:: Required action ::
A word-for-word copy of the listing, free of images, is the expected answer.

■ ■ ■ ■

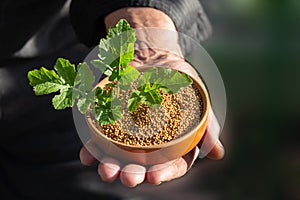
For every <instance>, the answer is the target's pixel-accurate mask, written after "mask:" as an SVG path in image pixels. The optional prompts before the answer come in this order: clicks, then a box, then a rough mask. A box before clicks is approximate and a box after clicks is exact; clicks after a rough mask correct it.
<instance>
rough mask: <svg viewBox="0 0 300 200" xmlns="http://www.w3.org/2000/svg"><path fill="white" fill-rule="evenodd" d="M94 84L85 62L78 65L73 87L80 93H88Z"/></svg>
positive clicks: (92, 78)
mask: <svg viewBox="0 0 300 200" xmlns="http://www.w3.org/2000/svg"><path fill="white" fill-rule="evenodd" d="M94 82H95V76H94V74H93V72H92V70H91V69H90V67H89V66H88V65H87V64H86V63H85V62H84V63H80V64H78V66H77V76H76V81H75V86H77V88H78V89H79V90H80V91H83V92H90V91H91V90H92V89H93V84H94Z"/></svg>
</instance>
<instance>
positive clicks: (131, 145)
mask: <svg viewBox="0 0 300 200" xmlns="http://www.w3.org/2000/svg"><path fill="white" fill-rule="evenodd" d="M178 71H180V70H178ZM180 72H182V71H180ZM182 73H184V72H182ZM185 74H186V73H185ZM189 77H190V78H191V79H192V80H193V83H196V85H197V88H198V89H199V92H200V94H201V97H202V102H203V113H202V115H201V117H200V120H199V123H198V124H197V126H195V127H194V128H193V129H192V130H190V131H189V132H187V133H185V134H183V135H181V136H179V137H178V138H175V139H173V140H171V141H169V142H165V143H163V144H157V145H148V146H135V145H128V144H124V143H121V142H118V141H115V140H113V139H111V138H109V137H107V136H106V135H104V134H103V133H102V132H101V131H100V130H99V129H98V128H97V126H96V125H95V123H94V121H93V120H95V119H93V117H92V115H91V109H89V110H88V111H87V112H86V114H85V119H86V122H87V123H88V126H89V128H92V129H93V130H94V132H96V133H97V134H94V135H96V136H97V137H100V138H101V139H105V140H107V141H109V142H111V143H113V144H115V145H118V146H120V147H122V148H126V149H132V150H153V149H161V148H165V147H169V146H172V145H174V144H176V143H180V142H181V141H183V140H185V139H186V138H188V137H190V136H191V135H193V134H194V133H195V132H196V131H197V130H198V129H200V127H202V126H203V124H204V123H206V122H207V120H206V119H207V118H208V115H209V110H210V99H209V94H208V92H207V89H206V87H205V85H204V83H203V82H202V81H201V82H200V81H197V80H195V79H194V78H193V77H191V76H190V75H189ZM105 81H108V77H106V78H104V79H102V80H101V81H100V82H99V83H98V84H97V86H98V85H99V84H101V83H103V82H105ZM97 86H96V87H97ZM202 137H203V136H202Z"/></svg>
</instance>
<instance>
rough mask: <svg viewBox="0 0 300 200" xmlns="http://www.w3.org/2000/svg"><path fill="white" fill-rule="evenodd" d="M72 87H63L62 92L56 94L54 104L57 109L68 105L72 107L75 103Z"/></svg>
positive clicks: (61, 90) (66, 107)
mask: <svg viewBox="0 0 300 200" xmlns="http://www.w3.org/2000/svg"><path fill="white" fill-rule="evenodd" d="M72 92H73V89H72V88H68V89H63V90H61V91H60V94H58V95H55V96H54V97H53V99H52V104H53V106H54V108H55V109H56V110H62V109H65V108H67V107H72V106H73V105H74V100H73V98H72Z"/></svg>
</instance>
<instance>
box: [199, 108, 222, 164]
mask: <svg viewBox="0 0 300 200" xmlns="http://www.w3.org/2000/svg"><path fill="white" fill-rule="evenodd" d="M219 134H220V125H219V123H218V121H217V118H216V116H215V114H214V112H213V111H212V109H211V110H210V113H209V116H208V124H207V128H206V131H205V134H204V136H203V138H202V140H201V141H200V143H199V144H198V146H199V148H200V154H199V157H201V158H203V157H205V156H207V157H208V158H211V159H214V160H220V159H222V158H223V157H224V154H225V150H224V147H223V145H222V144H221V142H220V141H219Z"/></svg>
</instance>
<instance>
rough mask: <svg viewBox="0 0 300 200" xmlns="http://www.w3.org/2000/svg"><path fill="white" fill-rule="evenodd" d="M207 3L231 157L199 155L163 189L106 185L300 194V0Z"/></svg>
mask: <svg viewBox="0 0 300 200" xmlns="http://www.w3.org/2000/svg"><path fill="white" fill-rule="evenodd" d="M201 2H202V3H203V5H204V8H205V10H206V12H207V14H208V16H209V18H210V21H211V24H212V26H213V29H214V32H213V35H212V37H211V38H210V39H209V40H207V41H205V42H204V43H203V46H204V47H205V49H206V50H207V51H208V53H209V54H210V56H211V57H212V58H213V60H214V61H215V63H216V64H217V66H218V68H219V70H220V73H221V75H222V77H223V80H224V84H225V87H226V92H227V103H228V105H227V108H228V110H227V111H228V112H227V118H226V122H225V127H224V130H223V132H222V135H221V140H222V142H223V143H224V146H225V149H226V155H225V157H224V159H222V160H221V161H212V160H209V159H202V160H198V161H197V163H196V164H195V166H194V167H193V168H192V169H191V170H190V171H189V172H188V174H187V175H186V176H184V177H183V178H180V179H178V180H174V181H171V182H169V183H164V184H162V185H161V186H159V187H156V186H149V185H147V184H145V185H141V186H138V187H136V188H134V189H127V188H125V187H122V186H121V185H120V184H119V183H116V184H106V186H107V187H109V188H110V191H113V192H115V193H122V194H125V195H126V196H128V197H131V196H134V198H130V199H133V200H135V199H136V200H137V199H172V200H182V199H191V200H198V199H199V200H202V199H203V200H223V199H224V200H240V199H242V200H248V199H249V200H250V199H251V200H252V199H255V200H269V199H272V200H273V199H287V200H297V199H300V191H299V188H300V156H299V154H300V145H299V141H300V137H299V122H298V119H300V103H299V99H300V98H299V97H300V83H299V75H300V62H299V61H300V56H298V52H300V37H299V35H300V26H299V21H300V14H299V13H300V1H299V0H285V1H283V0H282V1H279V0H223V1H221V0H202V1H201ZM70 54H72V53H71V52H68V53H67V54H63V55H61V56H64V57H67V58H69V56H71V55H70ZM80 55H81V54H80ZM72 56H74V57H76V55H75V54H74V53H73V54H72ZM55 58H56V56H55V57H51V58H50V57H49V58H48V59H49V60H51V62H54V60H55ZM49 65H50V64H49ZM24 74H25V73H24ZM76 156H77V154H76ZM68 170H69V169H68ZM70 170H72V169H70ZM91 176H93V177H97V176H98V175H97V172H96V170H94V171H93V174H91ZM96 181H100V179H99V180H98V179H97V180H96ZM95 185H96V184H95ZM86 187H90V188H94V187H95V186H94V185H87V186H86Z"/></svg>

■ ■ ■ ■

:: Expected answer ::
For every <instance>, the answer is the target's pixel-accurate mask, written after "mask:" as an SVG path in image pixels. The optional prompts before the answer come in this order: clicks, then a box, then a rough mask. A box before clicks is approximate and a box after clicks is exact; clicks after a rough mask correct it.
<instance>
rough mask: <svg viewBox="0 0 300 200" xmlns="http://www.w3.org/2000/svg"><path fill="white" fill-rule="evenodd" d="M94 84L85 62L78 65L73 87L80 93H88Z"/></svg>
positive clicks: (92, 78)
mask: <svg viewBox="0 0 300 200" xmlns="http://www.w3.org/2000/svg"><path fill="white" fill-rule="evenodd" d="M94 82H95V76H94V74H93V72H92V70H91V69H90V67H89V66H88V65H87V64H86V63H85V62H84V63H80V64H78V66H77V76H76V81H75V86H77V88H78V89H79V90H80V91H83V92H90V91H91V90H92V89H93V84H94Z"/></svg>
</instance>
<instance>
positive clicks: (131, 145)
mask: <svg viewBox="0 0 300 200" xmlns="http://www.w3.org/2000/svg"><path fill="white" fill-rule="evenodd" d="M178 71H180V70H178ZM180 72H182V71H180ZM182 73H184V72H182ZM185 74H186V73H185ZM189 77H190V78H191V79H192V80H193V83H196V85H197V88H198V89H199V92H200V94H201V97H202V102H203V113H202V115H201V117H200V120H199V123H198V124H197V126H195V127H194V128H193V129H192V130H190V131H189V132H187V133H185V134H183V135H181V136H179V137H178V138H175V139H173V140H171V141H169V142H165V143H163V144H157V145H148V146H135V145H128V144H124V143H121V142H118V141H115V140H113V139H111V138H109V137H107V136H106V135H104V134H103V133H102V132H101V131H100V130H99V129H98V128H97V126H96V125H95V123H94V121H93V120H95V119H93V117H92V115H91V109H89V110H88V111H87V112H86V114H85V119H86V122H87V123H88V126H89V128H92V129H93V130H94V132H96V133H97V134H94V135H96V136H97V137H100V138H101V139H105V140H107V141H109V142H111V143H113V144H115V145H118V146H120V147H122V148H126V149H132V150H153V149H161V148H165V147H169V146H172V145H174V144H176V143H180V142H181V141H183V140H185V139H186V138H188V137H190V136H191V135H193V134H194V133H195V132H196V131H197V130H198V129H200V127H202V126H203V124H204V123H206V122H207V120H206V119H207V118H208V115H209V110H210V99H209V94H208V92H207V89H206V87H205V85H204V83H203V82H202V81H201V82H200V81H197V80H195V79H194V78H193V77H191V76H190V75H189ZM105 81H108V77H106V78H104V79H102V80H101V81H100V82H99V83H98V84H97V86H98V85H99V84H101V83H103V82H105ZM97 86H96V87H97ZM202 137H203V136H202Z"/></svg>
</instance>
<instance>
rough mask: <svg viewBox="0 0 300 200" xmlns="http://www.w3.org/2000/svg"><path fill="white" fill-rule="evenodd" d="M72 87H63L62 92L56 94L54 104L57 109L68 105L72 107L75 103Z"/></svg>
positive clicks: (61, 90) (66, 107)
mask: <svg viewBox="0 0 300 200" xmlns="http://www.w3.org/2000/svg"><path fill="white" fill-rule="evenodd" d="M72 92H73V89H72V88H68V89H63V90H61V91H60V94H58V95H55V96H54V97H53V99H52V104H53V106H54V108H55V109H56V110H62V109H65V108H67V107H72V106H73V105H74V100H73V98H72Z"/></svg>
</instance>
<instance>
box: [199, 108, 222, 164]
mask: <svg viewBox="0 0 300 200" xmlns="http://www.w3.org/2000/svg"><path fill="white" fill-rule="evenodd" d="M219 134H220V125H219V123H218V121H217V118H216V116H215V114H214V112H213V111H212V109H211V110H210V113H209V116H208V124H207V128H206V131H205V134H204V136H203V138H202V140H201V141H200V143H199V144H198V146H199V148H200V154H199V157H201V158H203V157H205V156H207V157H208V158H211V159H214V160H220V159H222V158H223V157H224V154H225V150H224V147H223V145H222V144H221V142H220V141H219Z"/></svg>
</instance>
<instance>
rough mask: <svg viewBox="0 0 300 200" xmlns="http://www.w3.org/2000/svg"><path fill="white" fill-rule="evenodd" d="M207 3L231 157L199 155L163 189L106 185L300 194V0Z"/></svg>
mask: <svg viewBox="0 0 300 200" xmlns="http://www.w3.org/2000/svg"><path fill="white" fill-rule="evenodd" d="M201 2H202V3H203V5H204V8H205V10H206V12H207V14H208V16H209V18H210V21H211V24H212V26H213V29H214V32H213V35H212V37H211V38H210V39H209V40H207V41H205V42H204V43H203V46H204V47H205V49H206V50H207V51H208V53H209V54H210V56H211V57H212V58H213V60H214V61H215V63H216V64H217V66H218V68H219V70H220V73H221V75H222V77H223V80H224V84H225V87H226V92H227V103H228V105H227V108H228V110H227V111H228V112H227V118H226V122H225V127H224V130H223V132H222V135H221V140H222V142H223V143H224V146H225V149H226V155H225V157H224V159H222V160H221V161H212V160H209V159H202V160H198V161H197V163H196V164H195V166H194V167H193V168H192V169H191V170H190V171H189V172H188V174H187V175H186V176H184V177H183V178H180V179H178V180H174V181H171V182H169V183H164V184H162V185H161V186H159V187H156V186H149V185H147V184H145V185H141V186H138V187H136V188H134V189H127V188H125V187H122V186H121V185H120V184H119V183H116V184H106V186H107V187H109V188H110V191H113V192H115V193H122V194H125V195H126V196H128V197H131V196H134V198H130V199H133V200H135V199H136V200H137V199H172V200H182V199H191V200H198V199H199V200H202V199H203V200H223V199H224V200H240V199H242V200H248V199H249V200H250V199H251V200H252V199H255V200H269V199H272V200H273V199H287V200H297V199H300V191H299V188H300V156H299V154H300V145H299V141H300V137H299V122H298V119H300V103H299V99H300V98H299V97H300V83H299V75H300V62H299V61H300V56H298V52H300V37H299V35H300V26H299V21H300V14H299V13H300V1H299V0H285V1H283V0H282V1H279V0H223V1H221V0H202V1H201ZM70 54H72V53H71V52H68V53H67V54H63V55H61V56H64V57H67V58H69V56H71V55H70ZM80 55H81V54H80ZM72 56H74V57H76V55H75V54H74V53H73V54H72ZM55 58H56V56H55V57H51V58H50V57H49V58H48V59H49V60H51V62H54V60H55ZM49 65H50V64H49ZM24 74H25V73H24ZM76 156H77V154H76ZM68 170H69V169H68ZM70 170H72V169H70ZM91 176H93V177H97V176H98V175H97V172H96V170H94V171H93V174H91ZM96 181H100V179H99V180H98V179H97V180H96ZM95 185H96V184H95ZM86 187H90V188H94V187H95V186H94V185H87V186H86Z"/></svg>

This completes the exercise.